---------- SOURCE DATA

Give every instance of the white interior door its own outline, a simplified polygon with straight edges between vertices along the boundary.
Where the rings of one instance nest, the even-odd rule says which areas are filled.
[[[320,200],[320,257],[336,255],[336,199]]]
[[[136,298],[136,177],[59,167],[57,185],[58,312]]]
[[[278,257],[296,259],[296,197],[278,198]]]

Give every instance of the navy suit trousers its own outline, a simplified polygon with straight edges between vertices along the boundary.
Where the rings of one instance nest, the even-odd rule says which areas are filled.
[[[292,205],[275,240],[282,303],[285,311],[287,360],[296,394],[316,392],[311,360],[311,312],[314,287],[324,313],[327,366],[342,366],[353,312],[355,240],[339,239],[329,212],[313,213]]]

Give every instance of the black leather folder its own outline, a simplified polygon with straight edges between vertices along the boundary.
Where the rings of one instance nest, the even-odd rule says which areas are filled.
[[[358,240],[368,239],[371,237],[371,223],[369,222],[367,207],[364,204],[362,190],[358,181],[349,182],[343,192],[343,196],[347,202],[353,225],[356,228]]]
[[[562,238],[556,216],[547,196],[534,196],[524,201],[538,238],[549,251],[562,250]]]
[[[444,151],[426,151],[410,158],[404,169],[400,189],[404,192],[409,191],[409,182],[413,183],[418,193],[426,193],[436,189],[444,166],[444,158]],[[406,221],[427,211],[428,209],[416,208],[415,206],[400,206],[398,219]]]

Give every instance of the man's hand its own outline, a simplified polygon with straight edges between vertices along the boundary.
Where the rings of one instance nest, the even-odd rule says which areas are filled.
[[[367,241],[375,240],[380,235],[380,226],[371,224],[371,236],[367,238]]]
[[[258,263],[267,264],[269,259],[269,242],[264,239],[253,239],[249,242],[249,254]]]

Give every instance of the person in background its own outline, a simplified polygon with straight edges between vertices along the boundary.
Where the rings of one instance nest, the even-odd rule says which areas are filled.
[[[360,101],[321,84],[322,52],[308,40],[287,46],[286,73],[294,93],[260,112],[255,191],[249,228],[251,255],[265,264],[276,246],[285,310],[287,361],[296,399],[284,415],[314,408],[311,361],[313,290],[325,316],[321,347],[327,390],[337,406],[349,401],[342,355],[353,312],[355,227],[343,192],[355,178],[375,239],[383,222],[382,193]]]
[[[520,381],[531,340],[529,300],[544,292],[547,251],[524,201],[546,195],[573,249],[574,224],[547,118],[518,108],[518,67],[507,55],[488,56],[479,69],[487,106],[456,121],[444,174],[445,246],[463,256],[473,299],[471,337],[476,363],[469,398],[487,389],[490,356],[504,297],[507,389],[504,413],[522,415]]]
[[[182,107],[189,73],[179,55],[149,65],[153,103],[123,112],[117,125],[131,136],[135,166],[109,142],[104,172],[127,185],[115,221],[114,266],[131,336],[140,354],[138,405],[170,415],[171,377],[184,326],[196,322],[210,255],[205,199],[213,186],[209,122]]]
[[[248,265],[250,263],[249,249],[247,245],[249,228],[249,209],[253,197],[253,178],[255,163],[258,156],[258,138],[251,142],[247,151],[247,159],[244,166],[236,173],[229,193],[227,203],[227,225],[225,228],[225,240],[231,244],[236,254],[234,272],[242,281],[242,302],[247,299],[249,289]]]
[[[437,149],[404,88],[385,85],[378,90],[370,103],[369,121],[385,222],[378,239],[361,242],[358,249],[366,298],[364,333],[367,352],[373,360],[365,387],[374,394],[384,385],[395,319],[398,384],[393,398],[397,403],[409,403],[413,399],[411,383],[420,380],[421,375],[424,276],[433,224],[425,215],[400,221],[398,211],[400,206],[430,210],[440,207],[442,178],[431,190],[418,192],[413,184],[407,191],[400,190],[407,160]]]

--------------------

> [REQUIRED ACTION]: All lines in the listing above should be written out again exactly.

> [SOLUTION BELOW]:
Give every instance of the white interior door its own outline, a simplified polygon with straight edges between vertices along the boundary.
Where the rings of one instance nest, the even-odd rule says which areas are filled.
[[[320,200],[320,257],[336,255],[336,199]]]
[[[136,298],[136,177],[59,167],[57,185],[58,312]]]
[[[278,257],[296,259],[296,197],[278,198]]]

Give every instance of the navy suit trousers its own outline, a simplified polygon with straight edges between vertices along the boundary.
Where the rings of one instance nest, the even-odd rule says which areas are filled.
[[[292,205],[275,240],[282,303],[285,311],[287,360],[296,394],[316,392],[311,360],[311,312],[314,287],[324,313],[327,366],[342,366],[353,312],[355,240],[339,239],[329,212],[313,213]]]

Give every instance of the black leather folder its own outline, a simplified polygon with straight edges between vertices along the boundary.
Where the rings of one instance nest, the even-odd rule says which areas are filled.
[[[358,240],[368,239],[371,237],[371,223],[369,222],[367,207],[364,204],[362,190],[358,181],[349,182],[343,192],[343,196],[347,202],[353,225],[356,228]]]
[[[562,238],[556,216],[547,196],[534,196],[524,201],[538,238],[549,251],[562,250]]]
[[[444,151],[426,151],[410,158],[404,169],[400,189],[404,192],[409,191],[409,182],[413,183],[418,193],[426,193],[436,189],[444,166],[444,158]],[[406,221],[427,211],[428,209],[416,208],[415,206],[400,206],[398,219]]]

Give every instance of the man's hand its own outline, a simplified polygon with straight edges between vertices along the boundary.
Where the rings of one instance nest, the even-odd rule says which areas are filled.
[[[367,241],[375,240],[380,235],[380,226],[371,224],[371,236],[367,238]]]
[[[258,263],[267,264],[269,259],[269,242],[264,239],[253,239],[249,242],[249,254]]]

Give every instance of the person in background its own outline, a simplified polygon with straight edges between vertices along the boundary.
Where the rings of one instance nest, the even-odd rule says which areas are filled.
[[[360,101],[321,84],[322,52],[308,40],[287,46],[286,73],[294,93],[260,112],[255,191],[249,228],[251,255],[265,264],[276,246],[285,310],[287,361],[296,399],[284,415],[314,408],[311,361],[313,290],[325,316],[321,347],[327,390],[337,406],[349,401],[342,355],[353,312],[355,227],[343,192],[355,178],[375,239],[383,222],[382,193]]]
[[[520,381],[531,340],[529,300],[544,292],[547,251],[524,201],[546,195],[573,249],[574,224],[547,118],[518,108],[518,67],[507,55],[488,56],[479,69],[487,106],[456,121],[444,174],[445,246],[463,256],[473,299],[471,337],[476,363],[469,398],[487,389],[490,356],[504,297],[507,389],[504,413],[522,415]]]
[[[182,107],[189,73],[179,55],[149,65],[153,103],[123,112],[117,125],[131,136],[135,166],[109,142],[104,172],[127,185],[115,221],[114,266],[131,336],[140,354],[138,405],[170,415],[171,377],[184,326],[196,322],[210,255],[205,199],[213,186],[209,122]]]
[[[248,265],[250,263],[249,249],[247,245],[249,228],[249,209],[253,197],[253,178],[255,163],[258,156],[258,138],[251,142],[247,151],[247,159],[244,166],[236,173],[229,193],[227,203],[227,225],[225,228],[225,240],[231,244],[236,254],[234,272],[242,281],[242,302],[247,299],[249,289]]]
[[[437,149],[404,88],[385,85],[378,90],[370,103],[369,121],[385,222],[378,239],[361,242],[358,249],[366,298],[364,333],[367,352],[373,360],[365,387],[374,394],[384,385],[395,319],[398,384],[393,398],[397,403],[409,403],[413,399],[411,383],[420,380],[421,375],[424,276],[433,224],[425,215],[400,221],[398,211],[400,206],[430,210],[440,207],[442,178],[431,190],[418,192],[413,184],[407,191],[400,190],[407,160]]]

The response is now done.